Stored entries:
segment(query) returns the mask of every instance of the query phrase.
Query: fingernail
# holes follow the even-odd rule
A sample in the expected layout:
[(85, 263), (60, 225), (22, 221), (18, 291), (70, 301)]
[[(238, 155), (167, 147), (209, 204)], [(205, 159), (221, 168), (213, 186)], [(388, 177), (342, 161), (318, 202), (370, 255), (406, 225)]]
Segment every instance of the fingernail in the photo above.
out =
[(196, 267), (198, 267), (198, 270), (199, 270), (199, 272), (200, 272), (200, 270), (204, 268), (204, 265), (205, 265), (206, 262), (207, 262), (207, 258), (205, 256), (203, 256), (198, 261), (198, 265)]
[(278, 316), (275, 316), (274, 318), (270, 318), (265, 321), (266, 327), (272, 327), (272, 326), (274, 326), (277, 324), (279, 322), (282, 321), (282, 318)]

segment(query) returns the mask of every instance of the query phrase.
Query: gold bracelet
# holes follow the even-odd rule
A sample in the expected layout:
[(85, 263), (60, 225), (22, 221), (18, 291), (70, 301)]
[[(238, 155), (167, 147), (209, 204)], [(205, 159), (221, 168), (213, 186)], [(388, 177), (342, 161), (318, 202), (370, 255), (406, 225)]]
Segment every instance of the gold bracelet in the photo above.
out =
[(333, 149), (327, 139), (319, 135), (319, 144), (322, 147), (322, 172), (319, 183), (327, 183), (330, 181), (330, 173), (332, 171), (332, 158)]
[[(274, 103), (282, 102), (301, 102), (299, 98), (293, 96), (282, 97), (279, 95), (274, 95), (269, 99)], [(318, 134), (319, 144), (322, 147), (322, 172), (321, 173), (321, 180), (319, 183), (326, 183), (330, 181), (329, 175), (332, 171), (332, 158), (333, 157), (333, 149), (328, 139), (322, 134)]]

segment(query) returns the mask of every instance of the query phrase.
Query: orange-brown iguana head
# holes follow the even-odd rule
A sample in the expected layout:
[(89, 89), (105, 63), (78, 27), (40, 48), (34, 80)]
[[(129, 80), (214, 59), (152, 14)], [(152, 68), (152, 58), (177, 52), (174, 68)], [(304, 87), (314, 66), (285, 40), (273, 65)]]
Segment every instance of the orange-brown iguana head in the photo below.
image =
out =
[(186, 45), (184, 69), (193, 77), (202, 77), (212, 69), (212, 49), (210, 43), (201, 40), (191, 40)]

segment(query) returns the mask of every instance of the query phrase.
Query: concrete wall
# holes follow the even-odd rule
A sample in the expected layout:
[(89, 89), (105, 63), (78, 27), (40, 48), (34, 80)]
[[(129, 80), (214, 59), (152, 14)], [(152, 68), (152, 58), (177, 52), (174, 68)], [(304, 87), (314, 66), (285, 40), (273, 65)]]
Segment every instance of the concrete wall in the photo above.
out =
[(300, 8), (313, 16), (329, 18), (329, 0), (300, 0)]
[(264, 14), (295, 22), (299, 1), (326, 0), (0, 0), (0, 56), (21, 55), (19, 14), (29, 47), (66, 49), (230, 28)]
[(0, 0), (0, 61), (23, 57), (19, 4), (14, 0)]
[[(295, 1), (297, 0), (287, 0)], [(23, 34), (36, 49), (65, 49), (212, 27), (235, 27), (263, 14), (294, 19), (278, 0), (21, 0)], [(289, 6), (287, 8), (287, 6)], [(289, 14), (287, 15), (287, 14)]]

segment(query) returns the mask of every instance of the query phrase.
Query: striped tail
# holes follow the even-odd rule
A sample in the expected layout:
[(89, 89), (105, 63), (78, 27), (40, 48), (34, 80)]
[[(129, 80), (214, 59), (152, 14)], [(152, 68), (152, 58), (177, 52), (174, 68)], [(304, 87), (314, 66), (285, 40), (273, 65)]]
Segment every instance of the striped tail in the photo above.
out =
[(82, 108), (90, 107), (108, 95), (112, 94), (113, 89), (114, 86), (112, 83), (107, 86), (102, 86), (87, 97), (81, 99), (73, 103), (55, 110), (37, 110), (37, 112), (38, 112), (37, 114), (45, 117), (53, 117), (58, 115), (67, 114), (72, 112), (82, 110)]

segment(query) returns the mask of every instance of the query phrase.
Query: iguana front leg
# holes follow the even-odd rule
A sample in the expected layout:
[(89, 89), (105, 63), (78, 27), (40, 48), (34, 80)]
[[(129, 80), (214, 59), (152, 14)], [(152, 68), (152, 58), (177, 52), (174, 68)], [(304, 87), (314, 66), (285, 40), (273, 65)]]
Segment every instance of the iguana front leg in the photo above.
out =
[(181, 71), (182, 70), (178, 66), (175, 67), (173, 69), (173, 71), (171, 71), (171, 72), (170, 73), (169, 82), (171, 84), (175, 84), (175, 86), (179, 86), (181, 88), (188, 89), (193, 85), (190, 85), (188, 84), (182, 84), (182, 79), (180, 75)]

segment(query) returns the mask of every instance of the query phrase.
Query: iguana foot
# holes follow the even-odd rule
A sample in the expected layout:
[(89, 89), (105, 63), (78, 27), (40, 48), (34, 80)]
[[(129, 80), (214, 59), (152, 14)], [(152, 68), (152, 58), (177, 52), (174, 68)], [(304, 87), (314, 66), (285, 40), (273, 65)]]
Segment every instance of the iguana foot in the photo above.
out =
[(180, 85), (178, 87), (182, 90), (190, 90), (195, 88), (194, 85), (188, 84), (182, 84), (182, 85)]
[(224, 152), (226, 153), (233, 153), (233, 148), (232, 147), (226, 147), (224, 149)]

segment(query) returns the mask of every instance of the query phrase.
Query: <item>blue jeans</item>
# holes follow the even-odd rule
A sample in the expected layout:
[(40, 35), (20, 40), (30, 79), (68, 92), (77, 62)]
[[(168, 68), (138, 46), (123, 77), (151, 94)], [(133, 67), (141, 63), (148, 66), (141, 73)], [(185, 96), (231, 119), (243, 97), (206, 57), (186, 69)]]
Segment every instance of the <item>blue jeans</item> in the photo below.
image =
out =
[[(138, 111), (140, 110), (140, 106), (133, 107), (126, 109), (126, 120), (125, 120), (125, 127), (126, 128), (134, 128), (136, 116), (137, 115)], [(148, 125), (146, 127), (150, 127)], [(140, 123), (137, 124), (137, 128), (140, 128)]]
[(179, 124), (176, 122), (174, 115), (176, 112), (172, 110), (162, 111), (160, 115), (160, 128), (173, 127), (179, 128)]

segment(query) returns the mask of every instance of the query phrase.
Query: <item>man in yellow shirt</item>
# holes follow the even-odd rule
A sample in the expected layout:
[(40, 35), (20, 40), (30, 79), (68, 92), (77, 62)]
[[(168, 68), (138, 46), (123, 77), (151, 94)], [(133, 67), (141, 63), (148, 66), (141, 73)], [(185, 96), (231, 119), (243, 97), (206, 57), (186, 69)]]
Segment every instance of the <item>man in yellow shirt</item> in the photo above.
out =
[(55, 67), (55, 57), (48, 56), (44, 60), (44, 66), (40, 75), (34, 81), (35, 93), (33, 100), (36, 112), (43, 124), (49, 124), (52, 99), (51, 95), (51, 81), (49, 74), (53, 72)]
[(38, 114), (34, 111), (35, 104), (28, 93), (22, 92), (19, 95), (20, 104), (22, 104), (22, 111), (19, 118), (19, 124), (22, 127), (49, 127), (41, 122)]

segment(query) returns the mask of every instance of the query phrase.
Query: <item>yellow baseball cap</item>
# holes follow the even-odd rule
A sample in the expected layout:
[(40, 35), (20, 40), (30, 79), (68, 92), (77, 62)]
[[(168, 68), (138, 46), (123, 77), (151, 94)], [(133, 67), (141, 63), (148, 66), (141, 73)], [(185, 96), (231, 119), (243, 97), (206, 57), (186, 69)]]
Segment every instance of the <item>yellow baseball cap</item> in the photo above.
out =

* [SET PROBLEM]: Copy the rows above word for word, from their first line through the line that contains "139), (322, 134)]]".

* [ANSWER TO THE TASK]:
segment(query) returns the mask of every instance of the query phrase.
Query: fingernail
# holes follow the even-odd rule
A sample in the expected layout:
[(85, 263), (60, 225), (22, 221), (18, 291), (70, 301)]
[[(238, 155), (167, 147), (209, 204)], [(205, 159), (221, 168), (213, 186)], [(388, 177), (342, 161), (318, 202), (370, 255), (406, 225)]]
Segment every instance of the fingernail in the photo above.
out =
[(196, 267), (198, 267), (198, 270), (199, 270), (199, 272), (200, 272), (200, 270), (204, 268), (204, 265), (205, 265), (206, 262), (207, 262), (207, 258), (205, 256), (203, 256), (198, 261), (198, 265)]
[(278, 316), (275, 316), (274, 318), (270, 318), (265, 321), (266, 327), (272, 327), (272, 326), (274, 326), (277, 324), (279, 322), (282, 321), (282, 318)]

segment(query) returns the mask of every instance of the query phrase.
Query: gold bracelet
# holes follow the even-odd rule
A sample in the expected layout:
[(85, 263), (60, 225), (22, 221), (18, 291), (70, 301)]
[[(238, 155), (167, 147), (209, 204)], [(205, 159), (221, 168), (213, 186)], [(388, 177), (342, 161), (318, 202), (370, 255), (406, 225)]]
Segment every instance of the gold bracelet in the photo above.
out =
[(333, 149), (327, 139), (319, 135), (319, 144), (322, 147), (322, 172), (319, 183), (327, 183), (330, 181), (330, 173), (332, 171), (332, 158)]
[[(274, 103), (282, 102), (301, 102), (299, 98), (293, 96), (282, 97), (279, 95), (274, 95), (269, 99)], [(318, 134), (319, 144), (322, 147), (322, 172), (321, 173), (321, 180), (319, 183), (326, 183), (330, 181), (329, 175), (332, 171), (332, 158), (333, 157), (333, 149), (328, 139), (322, 134)]]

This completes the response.